_ACTIVITY_. Return each line of the records with nothing changed, pictures excepted.

───

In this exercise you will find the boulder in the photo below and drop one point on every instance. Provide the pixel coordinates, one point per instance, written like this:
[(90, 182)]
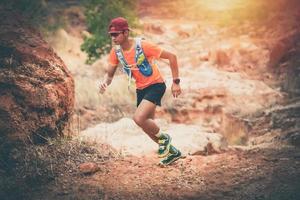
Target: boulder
[(36, 88)]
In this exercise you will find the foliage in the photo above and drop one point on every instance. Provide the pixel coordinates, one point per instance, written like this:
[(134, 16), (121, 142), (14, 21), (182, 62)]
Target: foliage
[(98, 15)]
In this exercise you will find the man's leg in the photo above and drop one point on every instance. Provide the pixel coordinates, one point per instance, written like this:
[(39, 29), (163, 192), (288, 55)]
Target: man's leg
[(144, 116)]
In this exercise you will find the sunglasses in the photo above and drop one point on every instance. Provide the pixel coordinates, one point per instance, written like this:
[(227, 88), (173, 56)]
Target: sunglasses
[(115, 34)]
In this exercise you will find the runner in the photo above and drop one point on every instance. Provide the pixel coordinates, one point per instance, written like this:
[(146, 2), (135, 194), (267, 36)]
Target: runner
[(137, 57)]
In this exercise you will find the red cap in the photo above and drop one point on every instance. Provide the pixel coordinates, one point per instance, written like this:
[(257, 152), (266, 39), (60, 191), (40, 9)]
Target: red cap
[(118, 24)]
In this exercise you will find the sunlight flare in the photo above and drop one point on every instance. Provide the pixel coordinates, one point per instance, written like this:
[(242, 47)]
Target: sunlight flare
[(221, 5)]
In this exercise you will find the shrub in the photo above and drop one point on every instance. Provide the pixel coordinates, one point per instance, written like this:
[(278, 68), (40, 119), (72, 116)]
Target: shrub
[(98, 15)]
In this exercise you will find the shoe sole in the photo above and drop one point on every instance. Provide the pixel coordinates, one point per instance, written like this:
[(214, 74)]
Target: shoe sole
[(167, 151), (180, 156)]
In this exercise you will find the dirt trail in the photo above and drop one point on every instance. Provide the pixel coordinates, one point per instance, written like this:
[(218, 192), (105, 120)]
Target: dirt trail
[(238, 173), (224, 73)]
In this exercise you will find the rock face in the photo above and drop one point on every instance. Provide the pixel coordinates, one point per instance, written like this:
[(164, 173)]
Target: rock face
[(36, 88)]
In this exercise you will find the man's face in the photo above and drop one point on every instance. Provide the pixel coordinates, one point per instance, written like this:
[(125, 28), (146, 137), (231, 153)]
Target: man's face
[(119, 37)]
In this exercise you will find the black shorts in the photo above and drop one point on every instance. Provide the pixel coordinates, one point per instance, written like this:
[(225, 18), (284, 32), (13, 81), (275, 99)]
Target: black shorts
[(152, 93)]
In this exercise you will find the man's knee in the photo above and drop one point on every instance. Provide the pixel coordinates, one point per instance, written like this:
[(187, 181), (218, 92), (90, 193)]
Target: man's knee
[(139, 119)]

───

_OUTPUT BELOW_.
In this exercise you will find the boulder in the photo below and drop one point on every instance. Provide the pixel coordinates, one point per instance, written like this:
[(90, 182)]
Target: boulder
[(36, 88)]
In this exercise you will find the foliage in the photo above and drop one point on every instance. Provide the pixel coordinates, one point per instance, written like this:
[(134, 16), (121, 142), (14, 21), (182, 62)]
Target: foliage
[(98, 15)]
In this exercise you will find the man's leg in the photo above and drop one point on every instance. Provide the pixel coordinates, one point per instance, written like this:
[(39, 29), (163, 192), (288, 55)]
Target: man's leg
[(144, 116)]
In this exercise you will find the sunglasses in the photo above and drop one point on every instance. Provide the pixel coordinates, one point per instance, written like this:
[(227, 88), (173, 56)]
Target: sunglasses
[(115, 34)]
In this exercise you will find the runner in the photo above and drop one point on every instance. Provide the pixel coordinates, one point per instance, written like this:
[(146, 2), (135, 194), (267, 36)]
Target: runner
[(137, 57)]
In this exercise you will find the red cap in the photo above and drop one point on every instance. Provide the pixel coordinates, one point per instance, written like this:
[(257, 152), (266, 39), (60, 191), (40, 9)]
Target: red cap
[(118, 24)]
In this exercise you will find the sunlight flare in the photo above and drop one point on every instance. Provide the pixel coordinates, one point per instance, written like this:
[(242, 47)]
Target: sunlight flare
[(221, 5)]
In this exercise you will find the shrub in the photo above and drop one point on every instance. Provide the pixel coordinates, one point per instance, written like this:
[(278, 68), (40, 119), (72, 116)]
Target: shrub
[(98, 15)]
In this exercise you will find the shoe sole in the photo above and drop one point on every instance. Provide the pixel coordinates, one point per instance, written like this:
[(214, 74)]
Target: shoe sole
[(167, 151), (180, 156)]
In this exercise you will find the dirt trail in the photo above and drop one point on every instance. Provide the pixel coordinates, one point per instance, written like this:
[(218, 192), (105, 120)]
Target: dirt trail
[(238, 173), (224, 73)]
In this exercise you will find the rock face in the photo above and drop one point on every instance. Provide the pixel coordinates, one point per instance, written like this:
[(164, 173)]
Target: rock face
[(36, 88)]
In this exercise you will find the man's face in the photo above and drop one point on every instance. Provide the pixel coordinates, one point per instance, written like this:
[(125, 28), (146, 137), (231, 153)]
Target: man's face
[(119, 37)]
In this exercise you will find the black shorts in the photo above and drop one point on every instance. Provide the pixel coordinates, one point per instance, written like this:
[(225, 18), (284, 32), (13, 81), (275, 99)]
Target: black shorts
[(152, 93)]
In this exercise you will find the man's knee in the photo above and drop one point on every instance. Provide the pixel coordinates, one point per instance, written like this:
[(187, 181), (218, 92), (90, 193)]
Target: man's knee
[(139, 119)]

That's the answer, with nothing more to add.